Stated problem 1:
Locate each line in the entries below that contains the word "tank", and copy those lines out.

This project is a simple pilot to test out a semantic search index based on sentence transformers and FAISS. To allow better interaction with the index, streamlit hosts a query functionality and exposes results in a very basic user interface. The search index was tested on an open ecommerce dataset from Kaggle. To get the dataset visit the following url and save it in searchIndex/data : https://data.world/crowdflower/ecommerce-search-relevance
You can either build a docker image (recommended) to create this simple test project, or create your own virtual env with the necessary requirements to build the search index.
Simply navigate to the searchIndex folder and launch the build as follows:
cd searchIndex && docker build -t stsi-faiss:latest .
To run the image after build:
docker run -p 8501:8501 stsi-faiss:latest
Navigate to localhost:8501 to see the search page.
(Recommended) create a venv and install all the requirements (in requirements.txt)
To create the index yourserlf, launch the indexing script in /searchIndex/indexing.py after downloading the dataset in searchIndex/data as follows:
cd searchIndex && python indexing.py
This will create the index containing product description embeddings, saving it in the searchIndex/models folder.
To launch the search page (user interface) after creating the index, launch the following command:
cd searchIndex && streamlit run search.py
Check out localhost:8501 for the search page

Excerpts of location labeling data
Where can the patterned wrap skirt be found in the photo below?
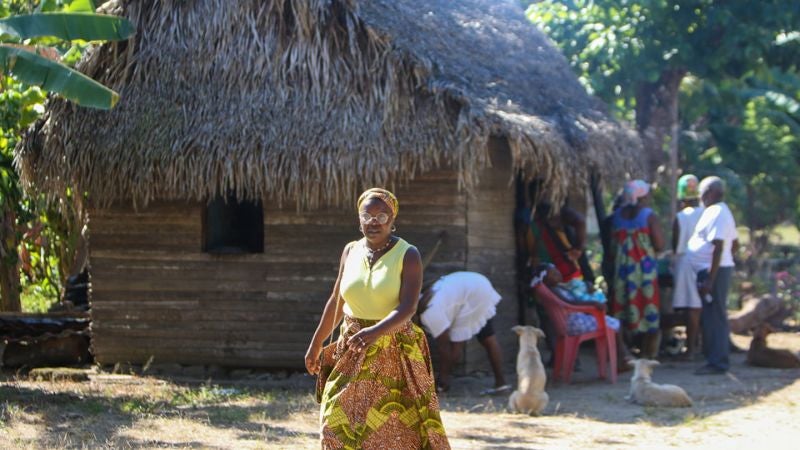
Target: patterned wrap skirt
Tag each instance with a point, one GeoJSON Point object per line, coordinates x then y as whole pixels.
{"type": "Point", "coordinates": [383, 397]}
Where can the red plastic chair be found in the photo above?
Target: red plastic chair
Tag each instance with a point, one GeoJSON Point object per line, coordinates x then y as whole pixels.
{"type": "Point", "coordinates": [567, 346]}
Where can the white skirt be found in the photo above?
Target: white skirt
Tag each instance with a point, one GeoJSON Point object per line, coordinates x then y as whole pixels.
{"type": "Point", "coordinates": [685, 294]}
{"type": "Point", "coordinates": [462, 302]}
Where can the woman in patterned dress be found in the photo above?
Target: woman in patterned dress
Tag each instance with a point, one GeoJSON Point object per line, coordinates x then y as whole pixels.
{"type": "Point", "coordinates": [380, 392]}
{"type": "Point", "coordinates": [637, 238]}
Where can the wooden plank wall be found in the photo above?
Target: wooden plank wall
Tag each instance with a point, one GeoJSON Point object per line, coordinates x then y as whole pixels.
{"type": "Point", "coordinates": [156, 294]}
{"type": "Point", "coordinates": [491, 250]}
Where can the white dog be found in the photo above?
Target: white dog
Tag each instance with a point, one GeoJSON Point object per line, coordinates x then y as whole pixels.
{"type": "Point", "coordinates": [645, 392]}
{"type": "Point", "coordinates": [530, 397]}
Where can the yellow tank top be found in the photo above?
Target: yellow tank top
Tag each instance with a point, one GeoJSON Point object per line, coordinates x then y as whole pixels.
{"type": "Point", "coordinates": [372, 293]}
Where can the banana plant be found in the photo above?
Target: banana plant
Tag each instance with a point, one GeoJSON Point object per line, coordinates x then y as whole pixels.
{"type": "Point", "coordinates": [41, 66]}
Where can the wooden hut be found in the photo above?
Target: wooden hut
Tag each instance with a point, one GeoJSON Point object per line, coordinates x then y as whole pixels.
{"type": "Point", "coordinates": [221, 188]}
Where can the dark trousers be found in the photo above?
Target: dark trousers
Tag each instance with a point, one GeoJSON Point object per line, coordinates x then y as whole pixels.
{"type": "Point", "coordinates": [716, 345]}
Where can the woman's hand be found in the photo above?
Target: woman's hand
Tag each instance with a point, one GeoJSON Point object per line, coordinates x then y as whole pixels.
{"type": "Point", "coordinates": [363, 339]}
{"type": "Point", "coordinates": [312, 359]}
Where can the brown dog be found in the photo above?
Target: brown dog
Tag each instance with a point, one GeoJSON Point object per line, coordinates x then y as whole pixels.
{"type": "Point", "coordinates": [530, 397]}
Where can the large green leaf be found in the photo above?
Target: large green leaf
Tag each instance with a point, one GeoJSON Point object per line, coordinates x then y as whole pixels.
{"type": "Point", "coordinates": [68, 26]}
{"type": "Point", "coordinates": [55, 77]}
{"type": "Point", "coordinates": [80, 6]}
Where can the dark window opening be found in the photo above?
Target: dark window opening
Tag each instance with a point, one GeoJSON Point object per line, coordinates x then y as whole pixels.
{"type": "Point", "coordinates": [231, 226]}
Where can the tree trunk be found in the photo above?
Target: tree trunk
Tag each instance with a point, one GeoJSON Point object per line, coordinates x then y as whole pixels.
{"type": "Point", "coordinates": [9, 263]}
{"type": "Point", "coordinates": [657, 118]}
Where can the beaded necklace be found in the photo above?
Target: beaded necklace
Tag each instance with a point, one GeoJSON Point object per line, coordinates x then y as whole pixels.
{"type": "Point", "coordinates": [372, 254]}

--

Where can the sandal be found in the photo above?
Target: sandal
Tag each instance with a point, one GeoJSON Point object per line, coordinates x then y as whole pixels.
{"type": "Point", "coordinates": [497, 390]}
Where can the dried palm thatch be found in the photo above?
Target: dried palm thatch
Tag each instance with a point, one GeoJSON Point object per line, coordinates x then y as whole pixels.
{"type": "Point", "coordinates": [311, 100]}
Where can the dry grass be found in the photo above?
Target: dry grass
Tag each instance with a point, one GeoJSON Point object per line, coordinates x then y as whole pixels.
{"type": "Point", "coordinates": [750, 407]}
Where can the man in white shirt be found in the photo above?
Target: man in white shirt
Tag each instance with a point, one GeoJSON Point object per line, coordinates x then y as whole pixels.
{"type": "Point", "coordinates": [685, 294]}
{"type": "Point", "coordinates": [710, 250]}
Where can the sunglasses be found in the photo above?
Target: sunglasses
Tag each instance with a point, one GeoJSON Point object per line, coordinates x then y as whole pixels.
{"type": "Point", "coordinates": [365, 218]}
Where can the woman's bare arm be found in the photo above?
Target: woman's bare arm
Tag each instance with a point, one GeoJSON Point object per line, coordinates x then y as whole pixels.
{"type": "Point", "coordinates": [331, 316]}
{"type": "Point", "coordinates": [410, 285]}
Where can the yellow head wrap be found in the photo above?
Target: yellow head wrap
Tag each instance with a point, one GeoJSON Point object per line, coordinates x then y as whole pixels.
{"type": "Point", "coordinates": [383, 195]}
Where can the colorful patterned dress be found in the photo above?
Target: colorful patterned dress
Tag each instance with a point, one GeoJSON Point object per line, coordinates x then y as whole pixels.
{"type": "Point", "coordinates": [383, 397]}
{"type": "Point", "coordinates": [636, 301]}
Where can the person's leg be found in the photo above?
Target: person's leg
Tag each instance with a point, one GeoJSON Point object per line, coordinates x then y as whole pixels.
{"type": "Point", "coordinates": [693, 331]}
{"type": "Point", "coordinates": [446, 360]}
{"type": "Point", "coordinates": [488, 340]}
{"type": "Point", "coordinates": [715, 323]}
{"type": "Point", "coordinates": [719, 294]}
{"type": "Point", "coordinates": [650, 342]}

Stated problem 2:
Render this sentence from the semantic search project text above in Spanish: "This will create the index containing product description embeddings, saving it in the searchIndex/models folder."

Full solution 1:
Where can the yellow tank top be found in the photo above?
Target: yellow tank top

Full solution 2:
Esto creará el índice que contiene los embeddings de las descripciones de productos y lo guardará en la carpeta searchIndex/models.